======== SUPPLIED PASSAGE

You may not know me, but I know you. So many of us in the country know you. And now, even more people will know you. Congratulations on being selected as India’s official submission to the Oscars.
I got to know of your stories a few months ago, when I watched your movie, Laapataa Ladies. When I first read your movie’s title, I translated the title as ‘Missing Women’. I was immediately transported to the concept of ‘Missing Women’ expounded by economist Professor Amartya Sen in an essay over 30 years ago: “A great many more than a hundred million women are simply not there because women are neglected compared with men”.
The concept of ‘Missing Women’ is roughly as old as I am and I wonder how it still is not an individual’s but a gendered individual’s world. Gender always marks its presence by commission, hardly by omission. Then, I realised that the movie was about ‘Lost Women’ and not ‘Missing Women’. But it really is about ‘Missing Women’.

================

**TASKS TO PERFORM**.
(a) In the letter about Laapataa Ladies, who expounded the concept of 'Missing Women'?
(b) Repeat the letter about Laapataa Ladies word for word, from "The concept of ‘Missing Women’ is" to "about ‘Missing Women’.".

======== DATA LINES

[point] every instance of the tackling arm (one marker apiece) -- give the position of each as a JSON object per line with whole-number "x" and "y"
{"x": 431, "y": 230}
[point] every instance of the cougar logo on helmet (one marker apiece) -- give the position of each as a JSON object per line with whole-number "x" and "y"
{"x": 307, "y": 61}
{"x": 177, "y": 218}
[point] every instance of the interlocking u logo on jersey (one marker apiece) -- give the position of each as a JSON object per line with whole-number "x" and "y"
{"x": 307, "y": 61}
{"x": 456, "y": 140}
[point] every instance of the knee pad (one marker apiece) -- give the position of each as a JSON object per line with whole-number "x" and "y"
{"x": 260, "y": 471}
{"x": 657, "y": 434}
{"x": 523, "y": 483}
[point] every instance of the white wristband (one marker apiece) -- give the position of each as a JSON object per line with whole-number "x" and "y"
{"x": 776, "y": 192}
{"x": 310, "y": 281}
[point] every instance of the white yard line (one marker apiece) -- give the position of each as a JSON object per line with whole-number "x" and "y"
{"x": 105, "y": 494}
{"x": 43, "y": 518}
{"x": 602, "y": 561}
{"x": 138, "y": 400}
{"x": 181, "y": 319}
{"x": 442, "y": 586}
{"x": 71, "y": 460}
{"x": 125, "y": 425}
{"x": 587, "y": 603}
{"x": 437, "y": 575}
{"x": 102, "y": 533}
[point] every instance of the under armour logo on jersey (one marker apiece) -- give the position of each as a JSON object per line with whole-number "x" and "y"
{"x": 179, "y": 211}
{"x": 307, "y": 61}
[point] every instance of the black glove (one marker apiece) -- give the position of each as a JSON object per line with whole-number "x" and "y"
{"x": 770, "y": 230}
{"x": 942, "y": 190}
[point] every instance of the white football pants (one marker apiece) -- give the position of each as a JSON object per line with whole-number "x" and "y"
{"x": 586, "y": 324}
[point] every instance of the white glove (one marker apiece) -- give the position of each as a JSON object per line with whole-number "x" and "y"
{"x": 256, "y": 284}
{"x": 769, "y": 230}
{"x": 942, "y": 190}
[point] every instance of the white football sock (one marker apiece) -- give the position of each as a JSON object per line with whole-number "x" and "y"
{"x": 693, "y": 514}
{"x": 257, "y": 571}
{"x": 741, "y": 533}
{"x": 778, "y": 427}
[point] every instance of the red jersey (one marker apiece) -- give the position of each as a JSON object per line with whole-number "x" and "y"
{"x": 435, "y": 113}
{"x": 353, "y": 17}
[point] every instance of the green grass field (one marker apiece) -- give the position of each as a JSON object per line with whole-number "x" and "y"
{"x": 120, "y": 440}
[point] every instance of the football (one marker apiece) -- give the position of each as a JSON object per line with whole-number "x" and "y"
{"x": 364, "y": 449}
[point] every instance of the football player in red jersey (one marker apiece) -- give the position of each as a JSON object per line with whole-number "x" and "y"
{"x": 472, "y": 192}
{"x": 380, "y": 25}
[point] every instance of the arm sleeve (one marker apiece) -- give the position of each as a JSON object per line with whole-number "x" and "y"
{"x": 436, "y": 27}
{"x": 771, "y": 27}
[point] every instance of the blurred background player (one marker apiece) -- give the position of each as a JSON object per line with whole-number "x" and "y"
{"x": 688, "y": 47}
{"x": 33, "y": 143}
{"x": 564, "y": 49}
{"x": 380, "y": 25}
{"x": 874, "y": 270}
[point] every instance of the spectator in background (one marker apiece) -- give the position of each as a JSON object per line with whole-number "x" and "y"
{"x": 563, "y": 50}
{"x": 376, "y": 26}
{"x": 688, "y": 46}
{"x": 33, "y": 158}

================
======== DATA LINES

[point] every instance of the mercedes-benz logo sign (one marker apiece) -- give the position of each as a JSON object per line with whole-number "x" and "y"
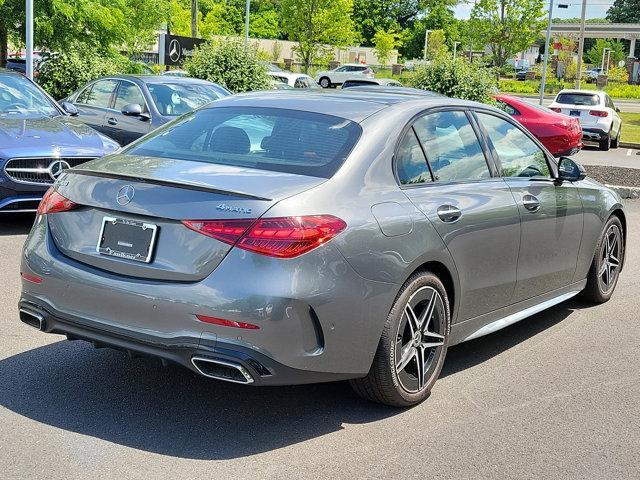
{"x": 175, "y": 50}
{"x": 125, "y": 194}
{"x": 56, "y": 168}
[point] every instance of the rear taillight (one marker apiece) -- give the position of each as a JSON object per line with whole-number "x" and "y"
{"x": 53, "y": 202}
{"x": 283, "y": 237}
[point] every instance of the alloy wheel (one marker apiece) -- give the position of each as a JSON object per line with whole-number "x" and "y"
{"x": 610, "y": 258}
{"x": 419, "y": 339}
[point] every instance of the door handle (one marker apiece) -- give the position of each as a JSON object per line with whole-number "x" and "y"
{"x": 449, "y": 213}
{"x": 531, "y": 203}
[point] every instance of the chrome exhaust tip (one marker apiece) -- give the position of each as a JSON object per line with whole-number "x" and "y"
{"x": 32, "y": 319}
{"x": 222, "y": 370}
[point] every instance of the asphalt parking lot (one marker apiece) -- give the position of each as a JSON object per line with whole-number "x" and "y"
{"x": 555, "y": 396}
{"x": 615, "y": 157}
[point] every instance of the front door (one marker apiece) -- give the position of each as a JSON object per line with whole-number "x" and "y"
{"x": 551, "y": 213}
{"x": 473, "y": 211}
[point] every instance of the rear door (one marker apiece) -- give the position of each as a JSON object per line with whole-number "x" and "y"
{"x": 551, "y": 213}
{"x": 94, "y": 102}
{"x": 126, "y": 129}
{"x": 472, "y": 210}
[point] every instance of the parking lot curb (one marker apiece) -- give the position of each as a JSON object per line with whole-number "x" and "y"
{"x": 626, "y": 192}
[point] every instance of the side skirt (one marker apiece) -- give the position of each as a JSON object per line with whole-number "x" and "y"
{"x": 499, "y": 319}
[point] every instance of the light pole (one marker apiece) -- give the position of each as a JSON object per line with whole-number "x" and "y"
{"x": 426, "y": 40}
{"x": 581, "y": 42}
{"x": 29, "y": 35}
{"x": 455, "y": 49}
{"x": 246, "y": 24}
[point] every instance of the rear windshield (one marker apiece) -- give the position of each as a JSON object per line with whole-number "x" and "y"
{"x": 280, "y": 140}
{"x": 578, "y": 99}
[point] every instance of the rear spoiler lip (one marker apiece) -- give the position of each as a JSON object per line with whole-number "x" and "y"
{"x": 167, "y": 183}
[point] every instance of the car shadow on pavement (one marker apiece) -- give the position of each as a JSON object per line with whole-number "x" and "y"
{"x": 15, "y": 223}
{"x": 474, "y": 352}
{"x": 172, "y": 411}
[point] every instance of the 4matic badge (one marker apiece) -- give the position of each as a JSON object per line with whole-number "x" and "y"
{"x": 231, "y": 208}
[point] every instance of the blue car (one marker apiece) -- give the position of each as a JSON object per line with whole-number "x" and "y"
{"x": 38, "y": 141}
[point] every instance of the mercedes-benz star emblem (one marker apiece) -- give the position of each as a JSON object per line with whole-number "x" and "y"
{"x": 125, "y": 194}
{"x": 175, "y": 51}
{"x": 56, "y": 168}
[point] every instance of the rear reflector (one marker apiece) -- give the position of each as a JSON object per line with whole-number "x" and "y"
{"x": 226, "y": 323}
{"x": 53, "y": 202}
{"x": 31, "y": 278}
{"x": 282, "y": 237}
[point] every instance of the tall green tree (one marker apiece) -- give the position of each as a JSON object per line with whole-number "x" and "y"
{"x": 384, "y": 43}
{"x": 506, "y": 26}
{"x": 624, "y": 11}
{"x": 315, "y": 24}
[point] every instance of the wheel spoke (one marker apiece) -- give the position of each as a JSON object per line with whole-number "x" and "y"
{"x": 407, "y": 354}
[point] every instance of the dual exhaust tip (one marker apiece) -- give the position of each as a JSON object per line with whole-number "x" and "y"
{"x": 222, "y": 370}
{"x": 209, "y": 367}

================

**SOLUTIONS TO THE TASKS**.
(a) Economist Professor Amartya Sen expounded it in an essay over 30 years ago.

(b)
The concept of ‘Missing Women’ is roughly as old as I am and I wonder how it still is not an individual’s but a gendered individual’s world. Gender always marks its presence by commission, hardly by omission. Then, I realised that the movie was about ‘Lost Women’ and not ‘Missing Women’. But it really is about ‘Missing Women’.